**TASK GOAL:** Repeat, exactly and alone, every line from the line that contains "Mark the walnut" to the end of the entries.

★ ★ ★ ★ ★

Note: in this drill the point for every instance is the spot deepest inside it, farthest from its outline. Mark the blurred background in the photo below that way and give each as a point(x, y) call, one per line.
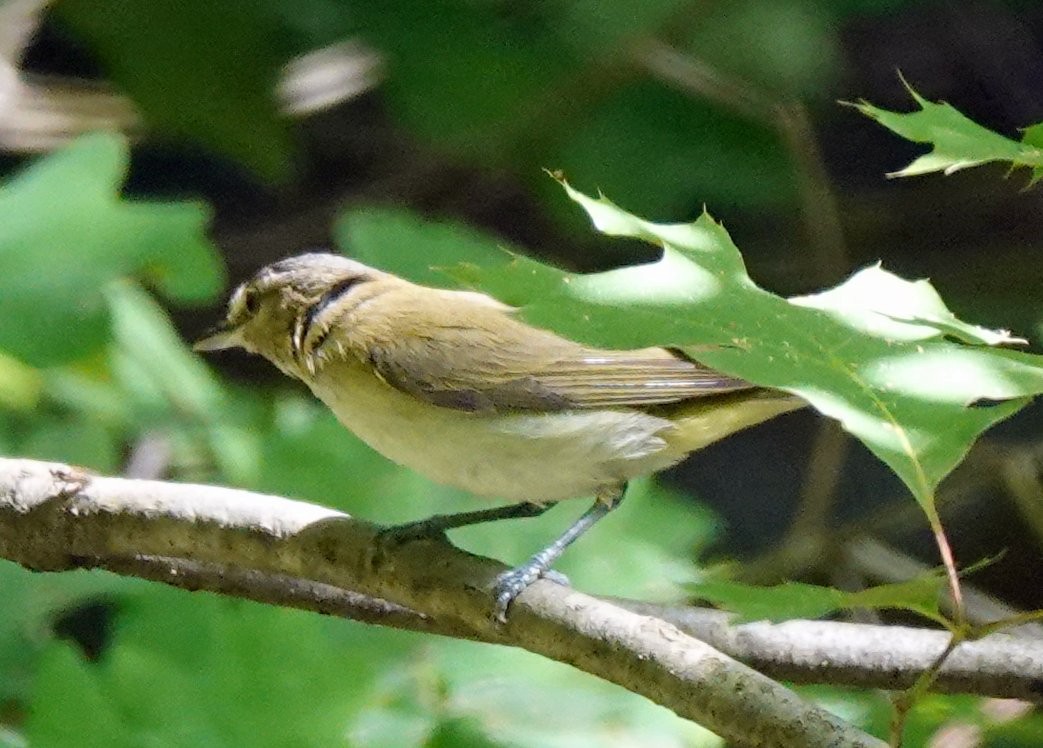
point(261, 129)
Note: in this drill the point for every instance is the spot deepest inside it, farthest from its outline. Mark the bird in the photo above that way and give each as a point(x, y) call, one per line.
point(454, 385)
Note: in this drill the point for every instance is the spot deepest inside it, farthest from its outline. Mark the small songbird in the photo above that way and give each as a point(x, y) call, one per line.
point(454, 386)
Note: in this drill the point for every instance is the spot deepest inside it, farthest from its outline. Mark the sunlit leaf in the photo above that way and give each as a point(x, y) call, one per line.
point(956, 141)
point(875, 354)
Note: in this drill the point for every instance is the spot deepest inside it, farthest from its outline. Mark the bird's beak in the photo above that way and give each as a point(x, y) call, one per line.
point(219, 338)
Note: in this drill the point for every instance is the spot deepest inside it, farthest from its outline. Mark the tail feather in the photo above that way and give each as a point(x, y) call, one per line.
point(704, 420)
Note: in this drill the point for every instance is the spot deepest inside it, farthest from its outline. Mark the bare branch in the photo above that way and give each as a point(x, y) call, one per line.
point(53, 517)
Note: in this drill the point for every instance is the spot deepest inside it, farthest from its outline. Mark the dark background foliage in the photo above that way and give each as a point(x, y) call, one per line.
point(665, 106)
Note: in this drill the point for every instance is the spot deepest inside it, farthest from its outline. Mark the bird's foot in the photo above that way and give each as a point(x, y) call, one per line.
point(513, 582)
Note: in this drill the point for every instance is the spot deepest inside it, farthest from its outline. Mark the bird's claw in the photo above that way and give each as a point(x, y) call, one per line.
point(513, 582)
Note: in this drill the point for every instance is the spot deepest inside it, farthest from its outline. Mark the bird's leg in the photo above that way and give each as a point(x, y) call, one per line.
point(510, 584)
point(438, 524)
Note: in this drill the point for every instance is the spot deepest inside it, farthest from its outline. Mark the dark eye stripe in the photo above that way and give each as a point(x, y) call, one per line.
point(334, 294)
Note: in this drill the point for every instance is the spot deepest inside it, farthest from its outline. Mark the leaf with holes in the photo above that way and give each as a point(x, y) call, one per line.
point(881, 355)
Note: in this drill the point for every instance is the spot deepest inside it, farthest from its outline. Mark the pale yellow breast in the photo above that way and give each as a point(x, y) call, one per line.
point(537, 457)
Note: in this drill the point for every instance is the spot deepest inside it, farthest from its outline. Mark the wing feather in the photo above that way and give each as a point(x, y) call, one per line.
point(467, 356)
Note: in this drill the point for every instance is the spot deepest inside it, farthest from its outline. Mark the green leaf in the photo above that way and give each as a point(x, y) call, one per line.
point(197, 69)
point(197, 670)
point(489, 62)
point(797, 600)
point(20, 385)
point(879, 362)
point(406, 244)
point(65, 234)
point(957, 142)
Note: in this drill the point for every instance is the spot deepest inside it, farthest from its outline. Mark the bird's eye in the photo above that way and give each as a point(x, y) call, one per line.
point(251, 300)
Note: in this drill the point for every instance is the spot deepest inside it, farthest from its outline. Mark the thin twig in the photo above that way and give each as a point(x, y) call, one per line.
point(54, 517)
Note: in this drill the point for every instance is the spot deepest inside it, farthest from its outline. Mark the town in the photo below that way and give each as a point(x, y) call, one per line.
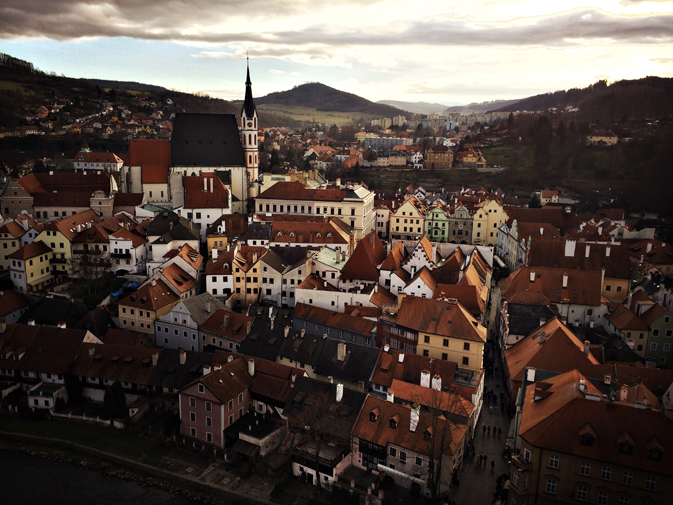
point(379, 345)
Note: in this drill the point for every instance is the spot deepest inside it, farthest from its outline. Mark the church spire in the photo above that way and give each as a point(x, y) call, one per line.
point(249, 104)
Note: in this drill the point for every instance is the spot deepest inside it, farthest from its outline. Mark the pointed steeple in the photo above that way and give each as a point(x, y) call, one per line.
point(249, 104)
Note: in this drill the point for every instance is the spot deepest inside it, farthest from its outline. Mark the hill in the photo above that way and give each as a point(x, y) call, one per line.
point(480, 108)
point(416, 107)
point(324, 98)
point(23, 89)
point(649, 97)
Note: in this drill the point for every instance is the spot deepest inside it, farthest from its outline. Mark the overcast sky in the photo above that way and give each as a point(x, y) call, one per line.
point(444, 51)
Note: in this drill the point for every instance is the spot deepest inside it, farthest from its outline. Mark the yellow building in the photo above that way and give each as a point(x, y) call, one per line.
point(442, 330)
point(488, 216)
point(60, 233)
point(30, 267)
point(408, 221)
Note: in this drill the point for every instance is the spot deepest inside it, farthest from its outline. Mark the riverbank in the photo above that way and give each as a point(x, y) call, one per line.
point(107, 464)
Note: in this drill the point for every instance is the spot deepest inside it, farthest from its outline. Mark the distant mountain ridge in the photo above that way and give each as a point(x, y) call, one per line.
point(649, 97)
point(416, 107)
point(325, 98)
point(480, 108)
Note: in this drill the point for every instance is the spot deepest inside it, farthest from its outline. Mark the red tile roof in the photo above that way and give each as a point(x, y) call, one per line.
point(363, 263)
point(380, 432)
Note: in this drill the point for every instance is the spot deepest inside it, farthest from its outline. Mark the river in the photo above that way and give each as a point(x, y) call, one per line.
point(27, 479)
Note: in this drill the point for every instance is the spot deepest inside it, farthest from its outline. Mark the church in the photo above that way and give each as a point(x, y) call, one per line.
point(221, 144)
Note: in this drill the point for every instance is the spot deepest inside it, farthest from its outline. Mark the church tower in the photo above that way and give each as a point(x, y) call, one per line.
point(249, 132)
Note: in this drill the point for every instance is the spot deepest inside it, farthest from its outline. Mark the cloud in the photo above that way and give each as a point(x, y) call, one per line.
point(228, 21)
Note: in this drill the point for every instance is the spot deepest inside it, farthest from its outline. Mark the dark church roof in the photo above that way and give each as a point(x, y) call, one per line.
point(206, 140)
point(248, 104)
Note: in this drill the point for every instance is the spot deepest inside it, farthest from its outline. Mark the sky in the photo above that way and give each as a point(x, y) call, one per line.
point(444, 51)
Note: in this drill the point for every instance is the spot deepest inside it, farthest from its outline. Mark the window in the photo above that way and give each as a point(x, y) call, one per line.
point(585, 468)
point(553, 461)
point(606, 473)
point(526, 456)
point(627, 478)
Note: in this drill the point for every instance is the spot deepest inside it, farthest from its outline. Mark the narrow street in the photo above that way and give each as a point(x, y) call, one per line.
point(477, 481)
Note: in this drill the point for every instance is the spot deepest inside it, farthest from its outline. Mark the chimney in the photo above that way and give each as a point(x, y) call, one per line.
point(570, 249)
point(530, 374)
point(341, 351)
point(623, 393)
point(415, 417)
point(425, 379)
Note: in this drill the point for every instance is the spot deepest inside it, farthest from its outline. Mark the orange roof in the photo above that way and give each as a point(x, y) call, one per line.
point(552, 347)
point(152, 295)
point(182, 281)
point(31, 250)
point(449, 319)
point(364, 262)
point(377, 428)
point(442, 400)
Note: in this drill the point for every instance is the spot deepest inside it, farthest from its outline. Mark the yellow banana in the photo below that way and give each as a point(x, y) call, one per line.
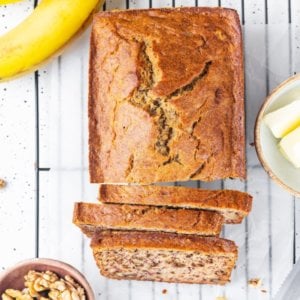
point(50, 26)
point(2, 2)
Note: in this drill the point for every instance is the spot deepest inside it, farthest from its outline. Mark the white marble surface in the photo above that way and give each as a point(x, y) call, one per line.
point(43, 158)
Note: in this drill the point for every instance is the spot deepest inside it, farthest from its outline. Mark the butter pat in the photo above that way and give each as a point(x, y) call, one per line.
point(290, 147)
point(284, 120)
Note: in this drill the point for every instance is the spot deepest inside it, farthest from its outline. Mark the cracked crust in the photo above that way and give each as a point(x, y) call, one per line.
point(158, 114)
point(94, 217)
point(233, 205)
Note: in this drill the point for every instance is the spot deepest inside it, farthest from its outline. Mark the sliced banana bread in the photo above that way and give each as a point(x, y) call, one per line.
point(93, 217)
point(233, 205)
point(165, 257)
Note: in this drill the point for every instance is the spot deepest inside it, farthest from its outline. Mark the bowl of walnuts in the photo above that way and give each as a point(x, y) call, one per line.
point(44, 279)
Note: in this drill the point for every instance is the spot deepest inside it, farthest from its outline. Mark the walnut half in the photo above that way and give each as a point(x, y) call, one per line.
point(46, 285)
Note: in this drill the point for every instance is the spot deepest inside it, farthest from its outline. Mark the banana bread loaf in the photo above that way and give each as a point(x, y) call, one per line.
point(166, 96)
point(164, 257)
point(94, 217)
point(233, 205)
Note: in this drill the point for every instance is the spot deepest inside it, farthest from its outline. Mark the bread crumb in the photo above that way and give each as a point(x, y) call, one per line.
point(255, 282)
point(2, 184)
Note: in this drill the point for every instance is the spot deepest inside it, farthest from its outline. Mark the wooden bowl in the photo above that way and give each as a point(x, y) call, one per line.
point(278, 168)
point(14, 277)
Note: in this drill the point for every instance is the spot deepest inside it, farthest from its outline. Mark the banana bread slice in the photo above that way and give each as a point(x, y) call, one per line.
point(93, 217)
point(233, 205)
point(165, 257)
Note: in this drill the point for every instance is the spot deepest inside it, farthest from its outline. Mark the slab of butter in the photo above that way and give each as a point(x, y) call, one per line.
point(290, 147)
point(284, 120)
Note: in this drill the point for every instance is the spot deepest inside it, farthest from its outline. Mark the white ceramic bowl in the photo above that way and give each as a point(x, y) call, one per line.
point(14, 277)
point(279, 169)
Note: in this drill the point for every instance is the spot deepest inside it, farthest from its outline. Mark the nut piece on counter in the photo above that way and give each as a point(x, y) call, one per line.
point(2, 183)
point(255, 282)
point(46, 285)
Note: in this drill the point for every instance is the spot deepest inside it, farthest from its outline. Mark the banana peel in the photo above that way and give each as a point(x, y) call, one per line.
point(3, 2)
point(43, 34)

★ ★ ★ ★ ★

**ANSWER TO THE PROBLEM:**
Note: in this drill the point for every instance is the spot deepest inside it, farthest from its outline. Mark the walnut half in the photo above that way and give each as a point(x, y) call, one per line.
point(46, 285)
Note: in this drill the point for every instance is the spot deepest inside it, farthest from its outline. Mark the banana bread loaf in the photo above that way and give each as a point(x, y) call, one per line.
point(166, 96)
point(164, 257)
point(94, 217)
point(233, 205)
Note: in this drill the point for every instance is the spot deepest inside it, farthest from its outline. Mark the bread crumb in the photo above that way and give each as a point(x, y) call, one per line.
point(255, 282)
point(2, 184)
Note: in this drill the point for every instance is the spot deepest inside it, farthest from its outline. Mark the wooden bowl in the photo above that way and give each as a point(x, y) call, one per line.
point(278, 168)
point(14, 277)
Note: in this drill the point for every instance is the spot deepest inside it, farthest from its outline. Mark the banana bread slice in the photo above that way and give each as a point(x, y) call, one per line.
point(93, 217)
point(233, 205)
point(165, 257)
Note: in this drill the point for every instance is the spot deepest inside it, farthest from its outline. Mark the slab of butter in the photo above that way and give each as a point(x, y) call, one per line.
point(290, 147)
point(284, 120)
Note: in this drill the point for every instance is the spot deepest inside it, farthest from its outline. Mark the white ceramic bowl in the photo above that way and give each as a point(x, y) call, one per line.
point(14, 277)
point(279, 169)
Note: in this drill the point for every instance is the spot deepest inside it, farthest from its outline. Mark the nut piece on counter in the photo above that way and give each as a point(x, y) call, one per line.
point(2, 183)
point(255, 282)
point(46, 285)
Note: in this drill the point for every instance is the spot deepest inside it, farthest from its outline. Mark the banana peel in the photo above that way and give each as a point(x, y) call, one per line.
point(3, 2)
point(43, 34)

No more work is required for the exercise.